%%
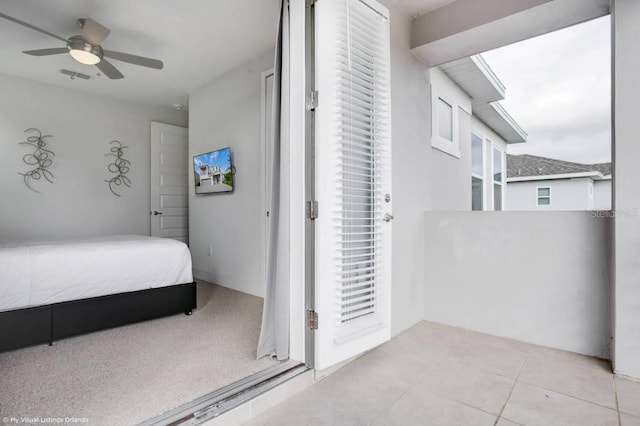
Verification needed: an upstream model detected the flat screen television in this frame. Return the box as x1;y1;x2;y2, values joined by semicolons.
193;148;233;194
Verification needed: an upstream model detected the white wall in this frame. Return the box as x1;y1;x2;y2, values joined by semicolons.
423;212;610;358
611;0;640;378
423;212;610;358
0;74;187;239
189;51;274;297
507;178;595;211
507;178;611;211
378;0;482;335
593;179;613;210
382;0;432;335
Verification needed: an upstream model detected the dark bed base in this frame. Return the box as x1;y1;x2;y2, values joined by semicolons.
0;282;196;352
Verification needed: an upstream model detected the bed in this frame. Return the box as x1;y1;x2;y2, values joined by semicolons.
0;235;196;352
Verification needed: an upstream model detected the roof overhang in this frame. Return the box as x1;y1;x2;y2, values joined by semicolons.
471;100;527;144
411;0;610;67
440;55;505;102
440;55;527;144
507;172;611;183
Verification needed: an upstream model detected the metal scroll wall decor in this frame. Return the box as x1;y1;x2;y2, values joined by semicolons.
105;140;131;197
18;127;56;193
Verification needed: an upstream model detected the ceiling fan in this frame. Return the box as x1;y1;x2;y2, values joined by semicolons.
0;13;163;80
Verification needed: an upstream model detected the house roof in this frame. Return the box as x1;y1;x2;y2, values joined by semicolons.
440;55;527;143
507;154;611;181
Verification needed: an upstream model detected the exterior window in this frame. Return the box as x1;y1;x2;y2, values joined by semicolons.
537;187;551;206
493;149;503;210
471;134;484;210
438;98;453;142
431;86;460;158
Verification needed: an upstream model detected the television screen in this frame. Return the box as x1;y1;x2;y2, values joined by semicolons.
193;148;233;194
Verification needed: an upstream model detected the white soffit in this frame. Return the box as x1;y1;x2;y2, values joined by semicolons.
440;55;505;102
440;55;527;143
472;101;527;144
411;0;610;67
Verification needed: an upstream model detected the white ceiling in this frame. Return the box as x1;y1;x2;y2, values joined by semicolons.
393;0;456;17
0;0;460;110
0;0;280;106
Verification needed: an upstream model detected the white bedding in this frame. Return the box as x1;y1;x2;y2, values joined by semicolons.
0;235;193;311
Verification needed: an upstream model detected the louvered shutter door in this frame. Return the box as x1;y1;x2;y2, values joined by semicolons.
315;0;391;369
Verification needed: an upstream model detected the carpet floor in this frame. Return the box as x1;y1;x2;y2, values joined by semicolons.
0;282;277;426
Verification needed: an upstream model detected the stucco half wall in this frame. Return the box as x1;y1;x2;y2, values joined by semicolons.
424;211;611;359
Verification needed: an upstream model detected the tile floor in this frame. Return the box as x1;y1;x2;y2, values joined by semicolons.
248;321;640;426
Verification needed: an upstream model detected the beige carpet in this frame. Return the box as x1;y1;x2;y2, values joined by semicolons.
0;282;277;426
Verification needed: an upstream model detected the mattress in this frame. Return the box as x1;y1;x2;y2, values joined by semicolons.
0;235;193;312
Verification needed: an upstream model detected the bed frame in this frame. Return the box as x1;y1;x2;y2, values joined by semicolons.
0;282;196;352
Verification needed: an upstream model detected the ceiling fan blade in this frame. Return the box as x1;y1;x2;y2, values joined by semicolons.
0;13;68;43
78;18;111;46
96;59;124;80
103;50;164;70
22;47;69;56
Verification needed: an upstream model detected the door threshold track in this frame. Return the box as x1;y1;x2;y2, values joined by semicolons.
138;360;309;426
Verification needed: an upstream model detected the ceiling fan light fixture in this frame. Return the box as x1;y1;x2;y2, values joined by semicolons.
67;37;102;65
69;49;100;65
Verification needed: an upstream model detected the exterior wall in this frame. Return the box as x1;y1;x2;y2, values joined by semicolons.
0;74;187;240
593;180;613;210
380;0;430;335
507;178;595;211
611;0;640;378
423;212;610;358
465;116;508;210
507;178;611;211
189;51;274;297
428;68;471;210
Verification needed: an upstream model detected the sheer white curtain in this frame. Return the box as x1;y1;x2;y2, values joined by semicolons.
257;0;289;360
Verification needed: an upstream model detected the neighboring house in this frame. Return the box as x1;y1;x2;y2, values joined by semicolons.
506;154;611;210
430;55;527;210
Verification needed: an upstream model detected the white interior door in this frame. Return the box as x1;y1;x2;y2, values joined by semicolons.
314;0;393;370
261;68;274;282
151;122;189;244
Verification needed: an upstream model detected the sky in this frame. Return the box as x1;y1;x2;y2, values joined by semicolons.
482;16;611;164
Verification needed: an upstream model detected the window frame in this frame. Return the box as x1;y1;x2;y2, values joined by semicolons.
491;148;507;211
431;84;461;158
536;186;551;208
470;132;488;211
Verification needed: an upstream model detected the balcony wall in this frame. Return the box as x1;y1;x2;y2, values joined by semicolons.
424;212;611;359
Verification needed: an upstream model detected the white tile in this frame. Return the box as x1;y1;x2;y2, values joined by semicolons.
620;413;640;426
374;390;496;426
246;387;366;426
518;354;616;410
312;363;412;420
351;344;442;383
202;404;251;426
496;417;523;426
416;361;515;415
530;346;612;373
467;331;536;353
445;339;527;379
615;376;640;417
502;383;618;426
249;370;314;417
376;321;467;360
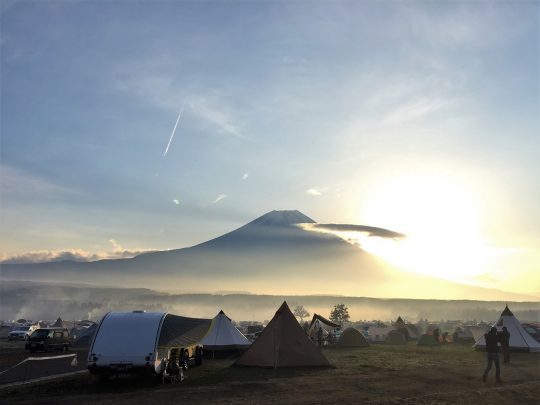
%%
**EXERCISE PROMPT:** Recast the lines from the start of the records up to and including the line with "507;154;611;181" as a Markdown table with the columns Row and Line, omitting blank lines and pictures.

**TASK RESULT:**
| Row | Line |
|---|---|
| 1 | Verification needed: an upstream model detected the flat screen television in this frame. Return the box as x1;y1;x2;y2, values joined by semicolons. |
| 2 | 193;148;233;194 |
| 3 | Verification needed: an upstream model detected the white wall in this frame. Return the box as x1;y1;x2;y2, values joined by semicolons. |
| 4 | 423;212;610;358 |
| 5 | 611;0;640;378 |
| 6 | 423;212;610;358 |
| 7 | 0;74;187;239 |
| 8 | 189;51;274;297 |
| 9 | 507;178;595;211 |
| 10 | 507;178;611;211 |
| 11 | 378;0;482;335 |
| 12 | 593;179;613;210 |
| 13 | 382;0;432;335 |
| 14 | Verification needed: an upstream model detected the dark bed base in this frame. Return the box as x1;y1;x2;y2, values joined by semicolons. |
| 15 | 0;282;196;352 |
| 16 | Verification needed: an upstream model detected the bed in this frame. Return the box as x1;y1;x2;y2, values joined by semicolons. |
| 17 | 0;235;196;352 |
| 18 | Verification needed: an upstream model detected the roof overhang in this frame. Return the box as x1;y1;x2;y2, values joined by semicolons. |
| 19 | 471;100;527;144 |
| 20 | 411;0;610;67 |
| 21 | 440;55;505;102 |
| 22 | 440;55;527;144 |
| 23 | 507;172;611;183 |
| 24 | Verification needed: an upstream model detected the metal scroll wall decor in this frame. Return the box as x1;y1;x2;y2, values joined by semicolons. |
| 25 | 105;140;131;197 |
| 26 | 18;127;56;193 |
| 27 | Verification needed: an upstream model detected the ceiling fan in this frame. Return the box as x1;y1;x2;y2, values joined by semicolons. |
| 28 | 0;13;163;80 |
| 29 | Verification needed: an upstream model detected the house roof in this frame. Return the box as x1;y1;x2;y2, values joined by semicolons. |
| 30 | 440;55;527;143 |
| 31 | 507;154;611;181 |